#### WHAT IS BEING ASKED:
Convert the records below into a numbered list with one line per item, leaving out any blank lines.

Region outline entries
* start *
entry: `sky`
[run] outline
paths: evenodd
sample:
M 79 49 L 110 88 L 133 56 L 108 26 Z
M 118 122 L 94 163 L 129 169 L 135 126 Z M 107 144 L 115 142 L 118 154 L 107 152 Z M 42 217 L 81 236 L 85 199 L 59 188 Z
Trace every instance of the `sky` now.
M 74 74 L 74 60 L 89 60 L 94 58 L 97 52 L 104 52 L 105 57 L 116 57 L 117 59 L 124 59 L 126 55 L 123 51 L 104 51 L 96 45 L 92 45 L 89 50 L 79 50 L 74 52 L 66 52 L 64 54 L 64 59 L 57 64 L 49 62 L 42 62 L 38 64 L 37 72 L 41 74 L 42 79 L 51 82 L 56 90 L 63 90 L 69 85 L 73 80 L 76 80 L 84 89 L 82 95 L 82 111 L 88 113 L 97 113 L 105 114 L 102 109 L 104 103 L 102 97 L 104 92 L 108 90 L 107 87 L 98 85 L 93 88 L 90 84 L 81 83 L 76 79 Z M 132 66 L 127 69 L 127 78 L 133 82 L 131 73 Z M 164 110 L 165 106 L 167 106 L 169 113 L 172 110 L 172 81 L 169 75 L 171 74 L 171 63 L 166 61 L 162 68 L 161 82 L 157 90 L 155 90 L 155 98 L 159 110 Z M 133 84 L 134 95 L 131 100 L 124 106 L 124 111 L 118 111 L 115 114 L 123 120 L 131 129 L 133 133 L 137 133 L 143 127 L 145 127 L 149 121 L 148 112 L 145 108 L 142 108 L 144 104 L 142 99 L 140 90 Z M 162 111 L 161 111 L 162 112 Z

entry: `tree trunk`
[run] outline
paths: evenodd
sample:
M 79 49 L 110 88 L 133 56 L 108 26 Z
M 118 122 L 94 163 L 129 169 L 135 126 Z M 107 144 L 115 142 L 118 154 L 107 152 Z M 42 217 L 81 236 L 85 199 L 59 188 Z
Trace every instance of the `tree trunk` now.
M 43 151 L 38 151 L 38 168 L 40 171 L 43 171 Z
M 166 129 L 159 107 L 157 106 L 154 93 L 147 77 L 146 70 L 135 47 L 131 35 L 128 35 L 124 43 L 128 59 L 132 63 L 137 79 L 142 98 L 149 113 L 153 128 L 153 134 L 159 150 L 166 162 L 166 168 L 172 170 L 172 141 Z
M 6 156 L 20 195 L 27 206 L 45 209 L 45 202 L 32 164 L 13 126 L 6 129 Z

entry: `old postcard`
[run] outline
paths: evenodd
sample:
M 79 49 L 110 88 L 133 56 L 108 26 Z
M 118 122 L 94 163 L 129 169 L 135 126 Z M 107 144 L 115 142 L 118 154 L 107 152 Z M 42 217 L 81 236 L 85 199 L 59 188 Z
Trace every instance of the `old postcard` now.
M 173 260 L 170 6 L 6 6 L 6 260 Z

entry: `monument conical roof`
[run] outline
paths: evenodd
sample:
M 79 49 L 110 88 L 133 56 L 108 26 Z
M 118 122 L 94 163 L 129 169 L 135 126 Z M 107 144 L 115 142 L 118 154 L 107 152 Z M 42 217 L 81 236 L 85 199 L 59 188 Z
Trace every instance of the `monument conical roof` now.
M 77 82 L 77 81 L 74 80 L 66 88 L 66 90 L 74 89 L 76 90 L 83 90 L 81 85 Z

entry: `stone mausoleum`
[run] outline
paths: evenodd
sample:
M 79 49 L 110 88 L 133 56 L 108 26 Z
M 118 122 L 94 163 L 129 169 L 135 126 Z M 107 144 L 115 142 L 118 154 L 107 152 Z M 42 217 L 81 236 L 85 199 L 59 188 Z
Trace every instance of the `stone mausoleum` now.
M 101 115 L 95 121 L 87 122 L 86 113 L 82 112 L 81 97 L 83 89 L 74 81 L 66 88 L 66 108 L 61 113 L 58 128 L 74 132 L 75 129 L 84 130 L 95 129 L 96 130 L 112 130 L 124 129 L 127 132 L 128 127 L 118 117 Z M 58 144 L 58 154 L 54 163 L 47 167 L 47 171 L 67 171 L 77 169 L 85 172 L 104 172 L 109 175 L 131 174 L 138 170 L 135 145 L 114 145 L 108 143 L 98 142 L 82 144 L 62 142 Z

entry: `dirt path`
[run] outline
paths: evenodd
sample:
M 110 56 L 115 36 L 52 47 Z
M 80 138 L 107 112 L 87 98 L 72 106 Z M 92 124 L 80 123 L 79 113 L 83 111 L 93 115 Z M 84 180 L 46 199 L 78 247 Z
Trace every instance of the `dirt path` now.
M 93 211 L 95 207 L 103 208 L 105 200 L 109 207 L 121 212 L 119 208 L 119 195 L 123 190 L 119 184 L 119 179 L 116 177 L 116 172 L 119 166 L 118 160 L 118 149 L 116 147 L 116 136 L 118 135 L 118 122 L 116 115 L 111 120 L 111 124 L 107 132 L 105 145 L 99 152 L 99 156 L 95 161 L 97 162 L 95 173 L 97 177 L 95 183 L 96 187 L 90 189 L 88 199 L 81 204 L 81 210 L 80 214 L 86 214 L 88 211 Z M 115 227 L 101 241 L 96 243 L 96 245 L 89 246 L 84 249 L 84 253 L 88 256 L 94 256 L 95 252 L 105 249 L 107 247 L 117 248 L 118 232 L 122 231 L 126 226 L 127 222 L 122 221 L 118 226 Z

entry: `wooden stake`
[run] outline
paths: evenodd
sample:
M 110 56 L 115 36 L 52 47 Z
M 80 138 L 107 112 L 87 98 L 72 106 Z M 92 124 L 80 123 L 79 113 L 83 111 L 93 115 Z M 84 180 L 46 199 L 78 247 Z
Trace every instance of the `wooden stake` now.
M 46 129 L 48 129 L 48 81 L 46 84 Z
* end *
#### RESPONSE:
1. entry: `sky`
2. [run] outline
3. paths: evenodd
4. sample:
5. M 79 49 L 110 88 L 133 56 L 108 26 Z
6. M 118 122 L 94 163 L 129 169 L 135 126 Z M 107 144 L 115 142 L 118 154 L 107 152 Z M 42 217 L 81 236 L 85 199 L 59 188 Z
7. Trace every instance of the `sky` now.
8. M 74 74 L 74 60 L 89 60 L 94 58 L 97 52 L 104 52 L 105 57 L 116 57 L 117 59 L 124 59 L 126 55 L 123 51 L 104 51 L 96 45 L 92 45 L 89 50 L 79 50 L 74 52 L 66 52 L 64 54 L 64 59 L 57 64 L 49 62 L 42 62 L 38 64 L 37 72 L 41 74 L 42 79 L 51 82 L 56 90 L 63 90 L 69 85 L 73 80 L 76 80 L 84 89 L 82 95 L 82 111 L 88 113 L 97 113 L 105 114 L 102 109 L 104 103 L 102 97 L 104 92 L 108 90 L 107 87 L 98 85 L 93 88 L 90 84 L 81 83 L 76 79 Z M 132 66 L 127 69 L 127 78 L 133 82 L 131 73 Z M 164 110 L 165 106 L 167 106 L 169 113 L 172 110 L 172 81 L 169 75 L 171 74 L 171 63 L 166 61 L 162 68 L 161 82 L 157 90 L 155 90 L 155 98 L 159 110 Z M 133 84 L 134 95 L 131 100 L 124 106 L 124 111 L 118 111 L 115 114 L 123 120 L 131 129 L 133 133 L 137 133 L 143 127 L 145 127 L 149 121 L 148 112 L 145 108 L 142 108 L 144 104 L 142 99 L 140 90 Z M 162 111 L 161 111 L 162 112 Z
9. entry: `tree trunk`
10. [run] outline
11. paths: evenodd
12. sample:
13. M 79 49 L 110 88 L 133 56 L 108 26 Z
14. M 118 122 L 94 163 L 129 169 L 135 126 Z M 107 144 L 115 142 L 118 154 L 107 152 Z M 42 217 L 81 236 L 85 199 L 59 188 Z
15. Trace every instance of the `tree trunk` now.
16. M 43 151 L 38 151 L 38 168 L 40 171 L 43 171 Z
17. M 166 129 L 159 107 L 157 106 L 154 93 L 147 77 L 146 70 L 135 47 L 131 35 L 128 35 L 124 43 L 128 59 L 132 63 L 137 79 L 142 98 L 149 113 L 153 128 L 153 134 L 159 150 L 166 162 L 166 168 L 172 170 L 172 141 Z
18. M 6 156 L 20 195 L 27 206 L 45 209 L 45 202 L 32 164 L 13 126 L 6 129 Z
19. entry: `old postcard`
20. [run] outline
21. paths: evenodd
22. sample:
23. M 79 49 L 110 88 L 133 56 L 108 26 Z
24. M 118 122 L 94 163 L 129 169 L 135 126 Z M 107 144 L 115 142 L 118 154 L 107 152 Z M 42 217 L 81 236 L 85 199 L 59 188 Z
25. Trace every instance of the `old postcard` now.
26. M 173 260 L 170 6 L 6 6 L 6 260 Z
27. entry: `monument conical roof`
28. [run] outline
29. paths: evenodd
30. sample:
31. M 79 49 L 110 88 L 133 56 L 108 26 Z
32. M 118 122 L 94 163 L 129 169 L 135 126 Z M 107 144 L 115 142 L 118 154 L 107 152 Z M 42 217 L 81 236 L 85 199 L 59 188 Z
33. Trace every instance of the `monument conical roof` now.
34. M 77 82 L 77 81 L 74 80 L 66 88 L 66 90 L 74 89 L 76 90 L 83 90 L 81 85 Z
35. entry: `stone mausoleum`
36. [run] outline
37. paths: evenodd
38. sample:
39. M 79 49 L 110 88 L 133 56 L 108 26 Z
40. M 118 122 L 94 163 L 129 169 L 135 126 Z M 107 144 L 115 142 L 118 154 L 107 152 Z M 42 217 L 81 236 L 85 199 L 59 188 Z
41. Trace every instance of the `stone mausoleum` now.
42. M 101 115 L 95 121 L 87 122 L 86 113 L 82 112 L 81 97 L 83 89 L 74 81 L 66 88 L 66 108 L 61 113 L 58 128 L 74 132 L 75 129 L 84 130 L 95 129 L 96 130 L 112 130 L 124 129 L 127 132 L 128 127 L 118 117 Z M 58 144 L 58 154 L 54 163 L 47 167 L 47 171 L 67 171 L 77 169 L 85 172 L 104 172 L 109 175 L 131 174 L 138 170 L 135 145 L 114 145 L 108 143 L 98 142 L 82 144 L 62 142 Z
43. entry: `dirt path`
44. [run] outline
45. paths: evenodd
46. sample:
47. M 110 56 L 115 36 L 52 47 Z
48. M 80 138 L 107 112 L 87 98 L 72 106 Z M 92 124 L 80 123 L 79 113 L 83 111 L 93 115 Z M 84 180 L 46 199 L 78 247 Z
49. Trace every instance of the `dirt path` now.
50. M 93 211 L 95 207 L 103 208 L 105 200 L 109 207 L 121 212 L 119 208 L 119 195 L 123 190 L 119 184 L 119 179 L 116 177 L 116 172 L 119 166 L 118 160 L 118 149 L 116 147 L 116 136 L 118 135 L 118 122 L 116 115 L 111 120 L 111 124 L 107 132 L 105 145 L 99 152 L 99 156 L 95 161 L 97 162 L 95 173 L 97 177 L 95 183 L 96 187 L 90 189 L 88 199 L 81 204 L 81 210 L 80 214 L 86 214 L 88 211 Z M 115 227 L 101 241 L 96 243 L 96 245 L 89 246 L 84 249 L 84 253 L 88 256 L 94 256 L 95 252 L 105 249 L 107 247 L 117 248 L 118 232 L 122 231 L 126 226 L 127 222 L 122 221 L 118 226 Z
51. entry: `wooden stake`
52. [run] outline
53. paths: evenodd
54. sample:
55. M 110 56 L 115 36 L 52 47 Z
56. M 80 138 L 107 112 L 87 98 L 72 106 Z M 92 124 L 80 123 L 79 113 L 83 111 L 93 115 Z M 84 180 L 46 199 L 78 247 Z
57. Trace every instance of the `wooden stake` now.
58. M 46 129 L 48 129 L 48 81 L 46 84 Z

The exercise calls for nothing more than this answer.